** Selected text **
The benefits of terbufos on corn were estimated using a comparative product performance
assessment. This assessment aimed at quantifying, to the extent possible, the benefits derived from
the use of terbufos on corn primarily for control of corn rootworm.

        The benefits assessment concluded that under most conditions the alternative insecticides
        produced similar or greater yields than fields where terbufos was used.

        Terbufos did show an advantage over the alternative insecticides in controlling billbugs  in
        North Carolina, corn rootworm in the Northeast, and some secondary corn pests.

Risk Mitigation

In order to support a reregistration eligibility decision for terbufos, the following risk mitigation
measures are necessary:

        To mitigate risks to agricultural workers:

   Require the use of a closed loading system for the North Carolina Special Local Needs
    registration of Counter 20CR.

   Require that the Counter 15G  label be amended to indicate that applications must be made
    using enclosed cab tractors.

   Reduce the application rate on sorghum from 1.96 Ibs. active ingredient (a.i.) per acre to 1.7
    Ibs. a.i. per acre.

   To mitigate drinking water and ecological risks:

   Require a 55% reduction in sales of terbufos by 2008, based on 2000 sales figures.

   Require a 500 ft. vegetative buffer between treated area and surface water on neighboring

   Require a 500 ft. vegetative buffer between a standpipe drain outlet and surface water on
    neighboring land.

   Require a 66 ft. setback between the treated area and entry points to surface water bodies on
    non-highly erodible soils.

   Require a 300 foot setback between the treated area and entry points to surface water bodies
    on highly erodible soils.

   Require a 66 ft. setback between treated area and standpipes on terraced fields as well as 66
    ft. vegetative buffer between the tile outlet and surface water bodies.

   Restrict loading, rinsing, and washing equipment within 300 ft. from surface water bodies or
    within 50 ft. from  wells unless conducted on an impervious surface.

   Remove the "over the top" application on corn for European corn borer control.

   Require placing granules for banded applications on corn in a 7 inch band over the row, in
    front of the press wheel, and incorporated into  the topi inch of soil.

   To prevent the flow of rainfall  down planted rows, the label text will be required to read "To
    prevent channeling of surface  water run-off, adjust the planter row-cleaners appropriately to
    prevent rows lower in height than adjacent soil".

** Given data **
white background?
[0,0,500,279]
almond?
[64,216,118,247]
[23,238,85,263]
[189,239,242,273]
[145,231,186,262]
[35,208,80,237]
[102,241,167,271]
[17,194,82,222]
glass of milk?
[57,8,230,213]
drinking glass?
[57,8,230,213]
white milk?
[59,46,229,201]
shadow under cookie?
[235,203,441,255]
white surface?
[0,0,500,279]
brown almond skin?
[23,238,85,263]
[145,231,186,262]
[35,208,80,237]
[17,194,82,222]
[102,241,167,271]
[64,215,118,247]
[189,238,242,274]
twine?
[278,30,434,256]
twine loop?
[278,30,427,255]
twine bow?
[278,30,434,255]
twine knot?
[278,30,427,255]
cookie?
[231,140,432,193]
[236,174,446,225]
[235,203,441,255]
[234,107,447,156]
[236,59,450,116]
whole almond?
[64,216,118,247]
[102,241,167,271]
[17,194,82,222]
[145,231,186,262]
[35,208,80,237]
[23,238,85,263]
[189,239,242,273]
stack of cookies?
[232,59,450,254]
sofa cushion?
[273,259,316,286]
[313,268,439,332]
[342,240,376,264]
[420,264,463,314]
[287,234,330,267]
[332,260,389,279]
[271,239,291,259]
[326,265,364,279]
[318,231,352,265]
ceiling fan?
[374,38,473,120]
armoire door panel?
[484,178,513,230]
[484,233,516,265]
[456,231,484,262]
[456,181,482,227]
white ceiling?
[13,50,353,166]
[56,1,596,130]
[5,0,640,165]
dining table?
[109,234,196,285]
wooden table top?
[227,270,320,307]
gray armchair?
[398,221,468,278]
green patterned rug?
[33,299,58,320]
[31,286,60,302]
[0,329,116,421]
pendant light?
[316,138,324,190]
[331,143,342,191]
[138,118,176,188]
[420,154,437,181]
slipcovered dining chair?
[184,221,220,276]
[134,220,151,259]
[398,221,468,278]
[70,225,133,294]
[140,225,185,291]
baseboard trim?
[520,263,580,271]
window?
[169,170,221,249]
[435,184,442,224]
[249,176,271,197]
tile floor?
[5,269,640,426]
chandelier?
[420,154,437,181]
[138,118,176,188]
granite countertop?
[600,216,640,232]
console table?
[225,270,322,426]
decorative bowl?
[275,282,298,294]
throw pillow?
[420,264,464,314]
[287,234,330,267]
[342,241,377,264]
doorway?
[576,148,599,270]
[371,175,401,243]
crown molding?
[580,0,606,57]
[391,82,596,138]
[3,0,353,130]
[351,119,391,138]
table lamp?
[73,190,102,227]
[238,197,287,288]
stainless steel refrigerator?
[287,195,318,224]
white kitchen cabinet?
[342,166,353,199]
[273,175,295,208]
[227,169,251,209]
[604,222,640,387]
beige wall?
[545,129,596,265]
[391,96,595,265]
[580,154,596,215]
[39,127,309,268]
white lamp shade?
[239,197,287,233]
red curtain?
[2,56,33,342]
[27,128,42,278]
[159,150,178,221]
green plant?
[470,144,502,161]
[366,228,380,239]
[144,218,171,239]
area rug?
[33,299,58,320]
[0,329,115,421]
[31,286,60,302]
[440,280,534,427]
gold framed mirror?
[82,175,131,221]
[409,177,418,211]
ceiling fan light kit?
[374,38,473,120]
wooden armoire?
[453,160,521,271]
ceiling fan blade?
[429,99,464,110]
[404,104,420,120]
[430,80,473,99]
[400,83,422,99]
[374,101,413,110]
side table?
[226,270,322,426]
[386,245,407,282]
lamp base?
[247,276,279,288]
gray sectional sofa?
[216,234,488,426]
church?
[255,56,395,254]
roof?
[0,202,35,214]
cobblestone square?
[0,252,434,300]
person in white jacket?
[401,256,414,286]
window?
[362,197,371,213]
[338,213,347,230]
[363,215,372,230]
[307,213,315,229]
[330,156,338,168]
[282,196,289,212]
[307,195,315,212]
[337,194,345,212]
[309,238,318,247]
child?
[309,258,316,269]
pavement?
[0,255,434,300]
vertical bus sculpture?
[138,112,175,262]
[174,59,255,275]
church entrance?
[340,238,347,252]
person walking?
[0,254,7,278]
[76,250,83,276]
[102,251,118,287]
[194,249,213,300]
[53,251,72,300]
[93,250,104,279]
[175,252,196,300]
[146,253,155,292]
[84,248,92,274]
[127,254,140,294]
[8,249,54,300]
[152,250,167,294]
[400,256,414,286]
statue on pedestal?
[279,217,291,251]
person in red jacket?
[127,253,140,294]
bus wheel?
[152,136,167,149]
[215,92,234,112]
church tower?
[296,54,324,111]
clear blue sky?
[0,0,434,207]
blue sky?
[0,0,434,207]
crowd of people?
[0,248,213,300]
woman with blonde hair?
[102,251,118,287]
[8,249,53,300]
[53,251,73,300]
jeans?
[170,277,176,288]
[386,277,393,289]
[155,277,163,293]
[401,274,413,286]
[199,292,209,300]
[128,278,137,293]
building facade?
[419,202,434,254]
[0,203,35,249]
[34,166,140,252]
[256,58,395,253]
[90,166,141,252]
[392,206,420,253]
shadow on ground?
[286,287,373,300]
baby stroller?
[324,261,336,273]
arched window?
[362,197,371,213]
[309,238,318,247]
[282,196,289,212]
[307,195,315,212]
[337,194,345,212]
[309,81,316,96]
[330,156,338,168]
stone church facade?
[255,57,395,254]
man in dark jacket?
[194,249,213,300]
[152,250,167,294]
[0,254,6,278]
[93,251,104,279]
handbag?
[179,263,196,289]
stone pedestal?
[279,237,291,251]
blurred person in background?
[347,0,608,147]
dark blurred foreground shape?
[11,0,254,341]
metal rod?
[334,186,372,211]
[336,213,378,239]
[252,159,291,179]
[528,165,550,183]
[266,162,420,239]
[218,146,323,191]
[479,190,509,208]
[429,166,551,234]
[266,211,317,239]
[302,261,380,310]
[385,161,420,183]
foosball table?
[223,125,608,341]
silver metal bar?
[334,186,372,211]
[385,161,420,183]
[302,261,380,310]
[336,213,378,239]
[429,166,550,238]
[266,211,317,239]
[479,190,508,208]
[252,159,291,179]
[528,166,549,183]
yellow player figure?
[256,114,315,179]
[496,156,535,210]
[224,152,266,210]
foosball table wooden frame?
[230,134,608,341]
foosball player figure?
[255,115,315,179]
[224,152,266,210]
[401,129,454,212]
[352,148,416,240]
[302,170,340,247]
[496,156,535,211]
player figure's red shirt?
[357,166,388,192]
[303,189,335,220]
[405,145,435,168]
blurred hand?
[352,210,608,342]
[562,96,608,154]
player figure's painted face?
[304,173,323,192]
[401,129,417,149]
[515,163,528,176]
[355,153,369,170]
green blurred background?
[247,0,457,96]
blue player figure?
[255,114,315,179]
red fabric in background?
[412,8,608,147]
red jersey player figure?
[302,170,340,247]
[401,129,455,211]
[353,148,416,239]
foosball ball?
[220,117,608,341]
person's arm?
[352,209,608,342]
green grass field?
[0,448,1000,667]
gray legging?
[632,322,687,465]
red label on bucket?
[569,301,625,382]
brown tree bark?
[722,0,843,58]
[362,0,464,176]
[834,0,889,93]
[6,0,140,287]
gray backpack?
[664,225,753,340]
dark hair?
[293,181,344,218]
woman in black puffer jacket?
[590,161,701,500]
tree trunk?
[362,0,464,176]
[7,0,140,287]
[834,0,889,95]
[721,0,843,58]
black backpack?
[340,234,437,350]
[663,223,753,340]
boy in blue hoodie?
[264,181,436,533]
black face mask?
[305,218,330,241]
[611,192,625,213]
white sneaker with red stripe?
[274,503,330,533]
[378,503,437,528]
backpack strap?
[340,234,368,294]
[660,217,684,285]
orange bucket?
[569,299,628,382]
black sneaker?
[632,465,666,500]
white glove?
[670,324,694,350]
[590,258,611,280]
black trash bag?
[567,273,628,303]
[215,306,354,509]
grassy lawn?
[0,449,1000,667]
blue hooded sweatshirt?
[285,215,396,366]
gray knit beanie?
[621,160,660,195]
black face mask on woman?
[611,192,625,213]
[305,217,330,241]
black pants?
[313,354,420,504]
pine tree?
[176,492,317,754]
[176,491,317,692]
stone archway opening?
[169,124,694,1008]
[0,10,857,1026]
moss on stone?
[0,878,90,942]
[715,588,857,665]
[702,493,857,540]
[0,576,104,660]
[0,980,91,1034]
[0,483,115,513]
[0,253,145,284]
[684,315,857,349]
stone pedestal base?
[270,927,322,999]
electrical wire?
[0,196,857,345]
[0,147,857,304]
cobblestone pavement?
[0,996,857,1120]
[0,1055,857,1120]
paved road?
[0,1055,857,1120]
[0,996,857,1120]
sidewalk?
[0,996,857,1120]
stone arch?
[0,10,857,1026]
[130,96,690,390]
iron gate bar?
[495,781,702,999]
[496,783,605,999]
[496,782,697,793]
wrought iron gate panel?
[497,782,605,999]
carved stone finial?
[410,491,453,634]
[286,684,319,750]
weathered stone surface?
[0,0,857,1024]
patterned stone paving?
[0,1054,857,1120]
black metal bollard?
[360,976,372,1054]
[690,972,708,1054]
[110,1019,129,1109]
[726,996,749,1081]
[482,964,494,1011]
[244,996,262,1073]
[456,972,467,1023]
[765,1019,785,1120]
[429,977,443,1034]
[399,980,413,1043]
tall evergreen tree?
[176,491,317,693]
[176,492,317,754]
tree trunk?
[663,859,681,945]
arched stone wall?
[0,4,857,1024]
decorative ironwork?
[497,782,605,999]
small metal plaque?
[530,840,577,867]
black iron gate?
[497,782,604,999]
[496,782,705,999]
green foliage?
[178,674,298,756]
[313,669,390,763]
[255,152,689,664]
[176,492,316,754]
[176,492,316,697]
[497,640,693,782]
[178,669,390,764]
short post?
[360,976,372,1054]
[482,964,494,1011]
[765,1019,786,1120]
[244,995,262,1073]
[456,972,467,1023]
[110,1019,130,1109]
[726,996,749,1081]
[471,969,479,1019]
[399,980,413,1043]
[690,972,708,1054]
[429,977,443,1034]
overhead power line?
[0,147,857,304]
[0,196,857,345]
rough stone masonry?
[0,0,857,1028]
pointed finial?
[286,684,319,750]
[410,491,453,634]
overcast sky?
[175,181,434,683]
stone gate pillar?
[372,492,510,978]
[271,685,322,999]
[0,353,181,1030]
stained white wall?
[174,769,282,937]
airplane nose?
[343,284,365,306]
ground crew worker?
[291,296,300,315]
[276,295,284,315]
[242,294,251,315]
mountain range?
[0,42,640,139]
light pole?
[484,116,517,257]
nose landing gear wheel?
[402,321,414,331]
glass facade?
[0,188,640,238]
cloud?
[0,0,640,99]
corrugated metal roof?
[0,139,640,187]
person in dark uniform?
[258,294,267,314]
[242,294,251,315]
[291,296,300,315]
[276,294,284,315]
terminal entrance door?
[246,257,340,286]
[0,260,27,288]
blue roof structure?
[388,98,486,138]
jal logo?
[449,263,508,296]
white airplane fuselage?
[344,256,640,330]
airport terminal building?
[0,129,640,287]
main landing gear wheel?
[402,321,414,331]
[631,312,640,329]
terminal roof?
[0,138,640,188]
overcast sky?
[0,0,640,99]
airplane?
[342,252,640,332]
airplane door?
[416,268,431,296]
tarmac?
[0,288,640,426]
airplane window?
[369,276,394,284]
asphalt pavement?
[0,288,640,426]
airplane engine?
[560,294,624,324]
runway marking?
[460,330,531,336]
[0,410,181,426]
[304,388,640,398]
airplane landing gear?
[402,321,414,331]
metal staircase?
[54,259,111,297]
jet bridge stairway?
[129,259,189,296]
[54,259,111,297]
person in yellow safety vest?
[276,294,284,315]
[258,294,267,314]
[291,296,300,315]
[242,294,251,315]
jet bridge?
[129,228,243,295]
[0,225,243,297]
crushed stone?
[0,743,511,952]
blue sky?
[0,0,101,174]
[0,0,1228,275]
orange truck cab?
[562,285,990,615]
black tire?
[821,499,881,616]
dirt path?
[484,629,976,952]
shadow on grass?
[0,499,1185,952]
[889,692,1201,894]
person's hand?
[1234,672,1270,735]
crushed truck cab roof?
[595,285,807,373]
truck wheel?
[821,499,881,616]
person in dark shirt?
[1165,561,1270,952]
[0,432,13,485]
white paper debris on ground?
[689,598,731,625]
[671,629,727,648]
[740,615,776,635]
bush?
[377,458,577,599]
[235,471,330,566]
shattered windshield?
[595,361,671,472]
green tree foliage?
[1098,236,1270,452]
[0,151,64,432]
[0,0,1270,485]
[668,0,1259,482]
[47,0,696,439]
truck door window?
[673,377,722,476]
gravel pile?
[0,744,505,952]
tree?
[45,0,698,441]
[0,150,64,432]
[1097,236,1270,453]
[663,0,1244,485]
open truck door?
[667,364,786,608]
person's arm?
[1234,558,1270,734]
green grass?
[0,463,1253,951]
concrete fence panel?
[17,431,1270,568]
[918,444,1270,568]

** Tasks to carry out **
[1] Extract the terbufos passage word for word, from "Terbufos did show" up to and including "of Counter 20CR.".
[2] Continue the terbufos passage from its last sentence.
The lines have nothing to do with the terbufos passage.

** Answers in order **
[1]
Terbufos did show an advantage over the alternative insecticides in controlling billbugs  in
        North Carolina, corn rootworm in the Northeast, and some secondary corn pests.

Risk Mitigation

In order to support a reregistration eligibility decision for terbufos, the following risk mitigation
measures are necessary:

        To mitigate risks to agricultural workers:

   Require the use of a closed loading system for the North Carolina Special Local Needs
    registration of Counter 20CR.

[2]
The OP Pilot Public Participation Process

The organophosphates are a group of related pesticides that affect the functioning of the nervous
system. They are among EPA's highest priority for review under the Food Quality Protection Act.

EPA is encouraging the public to participate in the review of the OP pesticides. Through a six-phased
pilot public participation  process, the Agency is releasing for review and comment its preliminary and
revised scientific risk assessments for individual OPs. (Please contact the OP Docket, telephone 703-
305-5805, or see EPA's web site, Pesticide Rereqistration Status.;)

EPA is exchanging information with stakeholders and the public about the OPs, their uses, and risks
through Technical Briefings, stakeholder meetings, and other fora. USDA is coordinating input from
growers and other OP pesticide users.

Based on current information from interested stakeholders and the public, EPA is making interim risk
management decisions for individual OP  pesticides, and will make final decisions through a cumulative
OP assessment.

Next Steps

For this IRED there will be a 60 day comment period before the document is finalized (see Pesticide
Rereqistration Status). In addition, the docket remains open and any comments submitted in the
future will be placed in this public docket.

When EPA has considered the cumulative risks of the OP pesticides, the Agency will issue its final
tolerance reassessment decision for terbufos and may request further risk mitigation measures. The
Agency will revoke 1 tolerance for terbufos, now. For all OPs, EPA will consider raising and/or
establishing tolerances once the cumulative risks of the OPs  have been considered.